Document segment:
● ● ● ● ● ● ●

Kotoko (2011) – Track the Emotions, Not the World

Back in 1986, Shinya Tsukamoto began producing short experimental films with science fictional themes. One of these films entitled “A Phantom of Regular Size” featured a man living in a dystopian Tokyo being pursued, infected and ultimately transformed by a cybernetic spirit of the age, a woman in dark glasses and immaculate tailoring who could have stepped right out of The Matrix almost a generation later.

Phantom went on to form the backbone to a series of feature films that brought Tsukamoto to the attention of a global audience. Tetsuo: The Iron Man, Tetsuo II: The Body Hammer, and Tetsuo: The Bullet Man are all attempts to communicate what it felt like to be a member of the Japanese middle-classes at the end of a period of unprecedented economic growth that had completely transformed Japanese society in the space of a generation. These films portray the Japanese as a people worn down by the technologically sophisticated society that they themselves constructed. The opening scenes of Phantom are of a man in a subway convulsing with anguish as trains roar past like the blades on an enormous mincing machine. Every passage shaves away another ounce of humanity until there is nothing left but a host for technological infrastructure, as though the machine that had robbed the Japanese of their humanity was now putting them to work debasing and infecting the people around them. The early Tetsuo films not only diagnosed the sickness that was the late-20th Century Japanese experience, they also articulated what that sickness felt like by using imagery inspired by science fiction and horror.

● ● ● ● ● ● ●

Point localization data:
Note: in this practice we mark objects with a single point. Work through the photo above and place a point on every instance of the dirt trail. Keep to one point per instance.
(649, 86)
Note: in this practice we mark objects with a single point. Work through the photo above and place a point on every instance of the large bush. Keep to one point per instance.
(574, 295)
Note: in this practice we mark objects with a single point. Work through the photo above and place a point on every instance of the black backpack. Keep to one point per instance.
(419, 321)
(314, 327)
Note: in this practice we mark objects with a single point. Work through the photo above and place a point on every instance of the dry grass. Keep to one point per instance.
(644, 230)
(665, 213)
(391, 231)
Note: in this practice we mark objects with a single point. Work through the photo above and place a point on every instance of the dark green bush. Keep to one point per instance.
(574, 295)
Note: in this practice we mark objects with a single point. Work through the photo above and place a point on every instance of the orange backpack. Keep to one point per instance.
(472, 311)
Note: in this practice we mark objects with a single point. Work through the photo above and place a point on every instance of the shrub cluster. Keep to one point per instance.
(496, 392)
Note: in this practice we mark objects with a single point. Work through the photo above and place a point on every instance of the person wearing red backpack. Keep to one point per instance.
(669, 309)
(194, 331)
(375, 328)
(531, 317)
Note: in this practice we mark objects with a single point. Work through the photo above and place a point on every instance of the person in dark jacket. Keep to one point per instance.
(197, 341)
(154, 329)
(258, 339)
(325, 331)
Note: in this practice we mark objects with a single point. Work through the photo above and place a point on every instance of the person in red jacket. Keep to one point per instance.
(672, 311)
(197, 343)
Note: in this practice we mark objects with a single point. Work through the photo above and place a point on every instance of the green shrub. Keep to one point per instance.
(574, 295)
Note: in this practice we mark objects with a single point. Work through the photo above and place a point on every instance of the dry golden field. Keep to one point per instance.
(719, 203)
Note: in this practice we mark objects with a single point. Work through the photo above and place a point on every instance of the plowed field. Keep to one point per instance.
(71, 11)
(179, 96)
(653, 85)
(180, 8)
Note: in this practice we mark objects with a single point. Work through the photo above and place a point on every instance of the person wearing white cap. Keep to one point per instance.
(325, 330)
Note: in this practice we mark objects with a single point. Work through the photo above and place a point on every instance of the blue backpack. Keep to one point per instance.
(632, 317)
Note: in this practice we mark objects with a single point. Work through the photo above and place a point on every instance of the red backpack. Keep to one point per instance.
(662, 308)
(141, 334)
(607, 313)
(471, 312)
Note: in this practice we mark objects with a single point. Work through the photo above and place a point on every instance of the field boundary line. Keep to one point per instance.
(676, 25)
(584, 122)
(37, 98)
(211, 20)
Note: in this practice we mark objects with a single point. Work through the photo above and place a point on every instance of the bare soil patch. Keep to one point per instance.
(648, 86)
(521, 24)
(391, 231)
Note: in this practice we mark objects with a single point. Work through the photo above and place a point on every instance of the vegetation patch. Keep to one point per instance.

● ● ● ● ● ● ●

Exercise tasks:
1) Say whether each statement agrees with the text on Shinya Tsukamoto's films, answering yes or no and quoting the deciding words: (a) Tsukamoto started making short experimental films in 1986. (b) The woman who pursues the man in "A Phantom of Regular Size" is dressed in bright, casual clothing. (c) The Tetsuo films show the Japanese as energized by the technological society they built.
2) Condense the paragraph of the text on Shinya Tsukamoto's films that begins "Phantom went on to form the backbone" into a bulleted list that keeps its main facts.
Use only the text on Shinya Tsukamoto's films and ignore the items.

Solved problems:
1)
(a) Yes: "Back in 1986, Shinya Tsukamoto began producing short experimental films with science fictional themes."
(b) No: "a woman in dark glasses and immaculate tailoring"
(c) No: "These films portray the Japanese as a people worn down by the technologically sophisticated society that they themselves constructed."

2)
- Phantom became the basis for a series of feature films that brought Tsukamoto a global audience: Tetsuo: The Iron Man, Tetsuo II: The Body Hammer, and Tetsuo: The Bullet Man.
- These films try to convey what it felt like to be middle-class in Japan at the end of a period of unprecedented economic growth that transformed society within a generation.
- They show the Japanese as worn down by the technologically sophisticated society they built.
- Phantom opens with a man convulsing in anguish in a subway as trains roar past like the blades of a giant mincing machine.
- Each passing train strips away more of his humanity until he is only a host for technological infrastructure, as if the machine were now using people to debase and infect those around them.
- The early Tetsuo films both diagnosed the sickness of the late-20th-century Japanese experience and expressed how it felt, using imagery drawn from science fiction and horror.